§ SOURCE EXTRACT
■ ■ ■

Standard Authorship Sits With Engineering; Standard Authority Sits With Governance

Several standards show the Engineering Pillar Leader as R/A. That is the working reality: Engineering writes and maintains the technical standards because Engineering holds the expertise. It does not change the approval authority in CERG-GOV-CAT-001 §4, under which a standard is approved by the Governance Pillar Leader with CISO endorsement. The R/A in this table is accountability for the artifact’s content and upkeep. The catalog governs who signs it into force. Both are true at once, and neither overrides the other.

The Incident Response Plan shows no CERG role as A, by design: per CERG-GOV-OM-001 §3.4 it is owned by the standing IR team. CERG roles are Consulted and Informed only.


6. Master RACI: Standing Processes

This RACI covers the recurring processes that make up the running program. It extends the three sample patterns in CERG-GOV-OM-001 §9 into a complete set.

Columns: ENG Engineering pillar, RISK Risk pillar, GOV Governance pillar, OWNER Business or Asset Owner, CISO Chief Information Security Officer. A cell names the specific canonical role where one role within the pillar carries it.

6.1 Engagement and Build

Process ENG RISK GOV OWNER CISO
Project intake and architecture review R/A C C C I
Threat modeling during design C R I C I
Secure development gate enforcement R/A C I I I
Pre-production review and go-live readiness R/A Pre-production Reviewer C C C I
Approve go-live R C C A I
Asset onboarding to the inventory R/A C I C I

6.2 Exposure and Risk

Process ENG RISK GOV OWNER CISO
Exposure scanning and SLA tracking C R/A Exposure Management Lead I I I
Vulnerability remediation R C I A I
Adversarial validation (pen test, red team) C R/A Adversarial Testing Lead I I I
Threat intelligence collection and dissemination C R/A Threat Intelligence Analyst C I I
Risk register entry and curation I C R/A Risk Register Owner I I
Risk treatment decision C C C A I (review High+)

■ ■ ■

§ STATED EXERCISE A
According to the RACI extract, who approves a standard under CERG-GOV-CAT-001 §4?
§ STATED EXERCISE B
Reproduce the RACI extract between "This RACI covers" and "pillar carries it.", inclusive.
§ STATED EXERCISE C
Decide whether each statement agrees with the RACI extract. Answer yes or no for each, and quote the words of the extract that settle it.
(i) The Incident Response Plan is owned by the standing IR team.
(ii) The Master RACI covers one-time projects rather than recurring processes.
(iii) Engineering's R/A for a standard overrides the approval authority held by Governance.

§ MATERIAL SHOWN
■ ■ ■

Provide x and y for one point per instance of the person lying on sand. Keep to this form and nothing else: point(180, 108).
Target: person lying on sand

■ ■ ■

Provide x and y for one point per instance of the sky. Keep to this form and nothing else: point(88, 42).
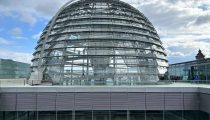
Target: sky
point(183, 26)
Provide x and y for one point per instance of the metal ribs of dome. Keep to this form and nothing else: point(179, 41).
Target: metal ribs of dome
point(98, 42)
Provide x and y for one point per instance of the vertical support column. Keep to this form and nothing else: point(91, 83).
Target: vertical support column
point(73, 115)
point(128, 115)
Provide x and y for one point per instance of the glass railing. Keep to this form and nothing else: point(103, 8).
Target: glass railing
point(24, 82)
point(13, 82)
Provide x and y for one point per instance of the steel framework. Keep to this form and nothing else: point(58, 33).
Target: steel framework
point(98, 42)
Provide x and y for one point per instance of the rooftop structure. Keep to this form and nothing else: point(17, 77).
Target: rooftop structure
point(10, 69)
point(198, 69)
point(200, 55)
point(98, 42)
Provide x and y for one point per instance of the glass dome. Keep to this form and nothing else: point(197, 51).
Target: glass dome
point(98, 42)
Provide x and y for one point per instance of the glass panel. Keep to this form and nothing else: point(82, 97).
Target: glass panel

■ ■ ■

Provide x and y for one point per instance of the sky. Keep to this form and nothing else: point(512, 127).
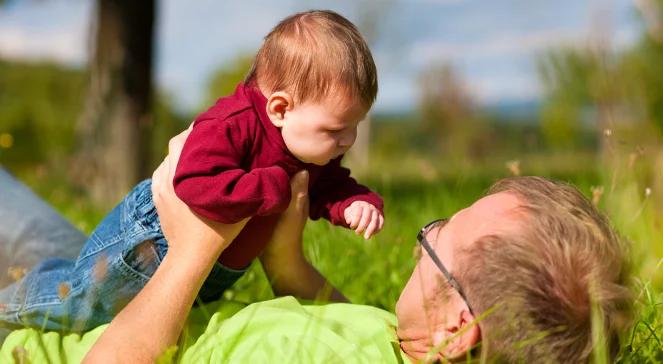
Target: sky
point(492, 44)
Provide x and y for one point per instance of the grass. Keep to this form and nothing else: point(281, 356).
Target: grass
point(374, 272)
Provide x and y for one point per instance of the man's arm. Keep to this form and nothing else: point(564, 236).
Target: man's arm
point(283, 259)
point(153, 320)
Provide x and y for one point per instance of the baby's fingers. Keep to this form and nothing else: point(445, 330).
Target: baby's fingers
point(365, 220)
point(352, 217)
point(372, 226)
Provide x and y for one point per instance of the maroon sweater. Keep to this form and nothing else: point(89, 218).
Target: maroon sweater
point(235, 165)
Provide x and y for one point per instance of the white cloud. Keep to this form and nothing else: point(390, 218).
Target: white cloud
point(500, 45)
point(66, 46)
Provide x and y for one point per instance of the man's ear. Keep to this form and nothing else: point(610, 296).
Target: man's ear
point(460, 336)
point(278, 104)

■ ■ ■

§ RIGHT ANSWER A
The Governance Pillar Leader, with CISO endorsement.

§ RIGHT ANSWER B
This RACI covers the recurring processes that make up the running program. It extends the three sample patterns in CERG-GOV-OM-001 §9 into a complete set.

Columns: ENG Engineering pillar, RISK Risk pillar, GOV Governance pillar, OWNER Business or Asset Owner, CISO Chief Information Security Officer. A cell names the specific canonical role where one role within the pillar carries it.

§ RIGHT ANSWER C
(i) Yes: "per CERG-GOV-OM-001 §3.4 it is owned by the standing IR team"
(ii) No: "This RACI covers the recurring processes that make up the running program."
(iii) No: "Both are true at once, and neither overrides the other."